Required work:
a) Edit the forum post on building a static time table, starting at "Before anyone who" and ending at "corresponsing mysql constructs.". Write that part out again with "timestamps" replaced by "time values".
b) Resume the forum post on building a static time table from the point where it stops.

Quoted passage:
* * * * * * *

Before anyone who actually knows about this stuff criticizes me, an activation doesn't confirm a train will run, but it's close enough for my current purposes. My final query will exclude cancellations and stuff but I'm just trying to get the basics down first.
In order to generate some result for every possible minute, I would not rely on the fact that every possible minute is a value in some table in the database. For this reason I would actually create a "static" table in the database which would only store those timestamps, and we would construct a query starting from there. I have done the following:
CREATE TABLE "static_time" (
"yyyymmddhhmm" datetime NOT NULL,
PRIMARY KEY ("yyyymmddhhmm")
);
NOTE: for all the tests I used sqlite database, so you might need to change in some places to use corresponsing mysql constructs.
I also added all the data for the period of 2 days for testing. You should probably do the same for period from when you want to run the first analysis to some big year in the future (for example: 2050-12-31T23:59:00). I did this using sqlalchemy, but i am sure it would make sense to do this directly using some function or a loop:
class StaticTime(Base):
__tablename__ = 'static_time'
__table_args__ = ({'autoload': True, },)
# ...
def populate_static_time():
print "Adding static times"
sdt = datetime(2014, 1, 1)
edt = sdt + timedelta(days=2)
cdt = sdt
while cdt <= edt:
session.add(StaticTime(yyyymmddhhmm = cdt))
cdt += timedelta(minutes=1)
session.commit()
populate_static_time()
Further I assumed your SA model including defined relationships as per below:
# MODEL
class Schedule(Base):
__tablename__ = 'schedules'
__table_args__ = ({'autoload': True, },)
class Calling(Base):
__tablename__ = 'calling'
__table_args__ = ({'autoload': True, },)

* * * * * * *

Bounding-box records
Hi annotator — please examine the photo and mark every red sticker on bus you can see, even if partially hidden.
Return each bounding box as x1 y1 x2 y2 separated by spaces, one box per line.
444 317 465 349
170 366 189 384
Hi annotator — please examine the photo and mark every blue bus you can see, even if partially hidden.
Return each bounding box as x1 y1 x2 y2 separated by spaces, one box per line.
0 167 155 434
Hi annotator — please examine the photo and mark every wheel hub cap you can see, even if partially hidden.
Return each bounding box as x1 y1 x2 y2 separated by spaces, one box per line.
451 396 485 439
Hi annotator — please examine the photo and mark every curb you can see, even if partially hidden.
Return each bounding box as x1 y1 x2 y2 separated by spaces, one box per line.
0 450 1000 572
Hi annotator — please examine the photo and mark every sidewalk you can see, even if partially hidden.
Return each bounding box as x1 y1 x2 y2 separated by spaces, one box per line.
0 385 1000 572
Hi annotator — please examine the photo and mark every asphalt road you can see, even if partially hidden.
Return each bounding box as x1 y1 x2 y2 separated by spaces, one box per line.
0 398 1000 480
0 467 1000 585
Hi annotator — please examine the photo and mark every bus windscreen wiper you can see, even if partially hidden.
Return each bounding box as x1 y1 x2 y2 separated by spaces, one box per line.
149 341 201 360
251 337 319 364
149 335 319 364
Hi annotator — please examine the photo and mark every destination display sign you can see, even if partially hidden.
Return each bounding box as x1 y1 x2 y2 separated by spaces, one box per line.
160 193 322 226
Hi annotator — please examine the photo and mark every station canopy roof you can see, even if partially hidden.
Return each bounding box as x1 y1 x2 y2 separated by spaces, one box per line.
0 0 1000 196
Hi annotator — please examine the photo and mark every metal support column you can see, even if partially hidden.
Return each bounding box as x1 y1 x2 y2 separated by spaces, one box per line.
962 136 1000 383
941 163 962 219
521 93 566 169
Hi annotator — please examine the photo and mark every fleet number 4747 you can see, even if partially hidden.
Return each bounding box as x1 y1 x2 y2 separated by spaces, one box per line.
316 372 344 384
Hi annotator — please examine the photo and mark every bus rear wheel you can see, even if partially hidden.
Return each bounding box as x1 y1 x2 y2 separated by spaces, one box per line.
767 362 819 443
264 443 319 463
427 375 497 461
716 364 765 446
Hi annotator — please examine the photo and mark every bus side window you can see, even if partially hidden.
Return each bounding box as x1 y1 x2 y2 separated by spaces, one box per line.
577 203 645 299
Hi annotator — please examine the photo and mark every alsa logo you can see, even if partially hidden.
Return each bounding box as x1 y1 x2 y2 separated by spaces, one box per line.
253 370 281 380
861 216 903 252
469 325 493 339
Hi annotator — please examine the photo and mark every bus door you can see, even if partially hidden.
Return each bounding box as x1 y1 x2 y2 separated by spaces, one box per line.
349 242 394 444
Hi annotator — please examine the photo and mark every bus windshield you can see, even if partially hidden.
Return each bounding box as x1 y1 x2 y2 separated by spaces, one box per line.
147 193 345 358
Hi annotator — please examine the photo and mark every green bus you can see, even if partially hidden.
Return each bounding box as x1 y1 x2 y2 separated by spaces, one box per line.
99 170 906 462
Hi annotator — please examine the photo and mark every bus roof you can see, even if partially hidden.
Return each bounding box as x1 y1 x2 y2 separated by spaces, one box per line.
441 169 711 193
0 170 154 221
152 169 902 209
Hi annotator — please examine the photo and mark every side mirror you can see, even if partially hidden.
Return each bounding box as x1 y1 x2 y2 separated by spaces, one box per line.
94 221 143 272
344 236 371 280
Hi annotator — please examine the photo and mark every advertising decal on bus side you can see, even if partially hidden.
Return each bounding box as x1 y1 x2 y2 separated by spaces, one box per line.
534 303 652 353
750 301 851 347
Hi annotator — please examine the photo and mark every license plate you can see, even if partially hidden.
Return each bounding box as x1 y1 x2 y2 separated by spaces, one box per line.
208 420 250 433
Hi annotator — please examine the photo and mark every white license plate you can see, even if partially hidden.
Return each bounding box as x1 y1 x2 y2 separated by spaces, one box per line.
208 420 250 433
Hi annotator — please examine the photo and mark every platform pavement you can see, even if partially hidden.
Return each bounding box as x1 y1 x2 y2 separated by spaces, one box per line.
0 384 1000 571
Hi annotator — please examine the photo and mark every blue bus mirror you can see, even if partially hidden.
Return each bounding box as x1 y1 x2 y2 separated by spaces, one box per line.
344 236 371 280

* * * * * * *

Outputs in order:
a)
Before anyone who actually knows about this stuff criticizes me, an activation doesn't confirm a train will run, but it's close enough for my current purposes. My final query will exclude cancellations and stuff but I'm just trying to get the basics down first.
In order to generate some result for every possible minute, I would not rely on the fact that every possible minute is a value in some table in the database. For this reason I would actually create a "static" table in the database which would only store those time values, and we would construct a query starting from there. I have done the following:
CREATE TABLE "static_time" (
"yyyymmddhhmm" datetime NOT NULL,
PRIMARY KEY ("yyyymmddhhmm")
);
NOTE: for all the tests I used sqlite database, so you might need to change in some places to use corresponsing mysql constructs.

b)
class Activation(Base):
__tablename__ = 'activations'
__table_args__ = ({'autoload': True, },)
# relationships:
schedule = relationship("Schedule")
class Movement(Base):
__tablename__ = 'movement'
__table_args__ = ({'autoload': True, },)
# relationships:
# #note: use activation_rel as activation is column name
activation_rel = relationship("Activation", backref="movements")
Now, lets build the query:
# 0. start with all times and proper counting (columns in SELECT)
q = session.query(
StaticTime.yyyymmddhhmm.label("yyyymmddhhmm"),
func.count(Activation.id.distinct()).label("count"),
)
# 1. join on the trains which are active (or finished, which will be excluded later)
q = q.filter(Activation.movements.any(Movement.actual < StaticTime.yyyymmddhhmm))
# 2. join on the trains which are not finished (or no rows for those that did not)
# 2.a) subquery to get the "last" calling per sid
last_calling_sqry = (session.query(
Calling.sid.label("sid"),
func.max(Calling.id).label("max_calling_id"),
)
.group_by(Calling.sid)
).subquery("xxx")
# 2.b) subquery to find the movement for the "last" colling
train_done_at_sqry = (session.query(
Activation.id.label("activation_id"),
Movement.actual.label("arrived_time"),
)
.join(last_calling_sqry, Activation.sid == last_calling_sqry.c.sid)
.join(Movement, and_(
Movement.calling_id == last_calling_sqry.c.max_calling_id,
Movement.activation == Activation.id,
))
).subquery("yyy")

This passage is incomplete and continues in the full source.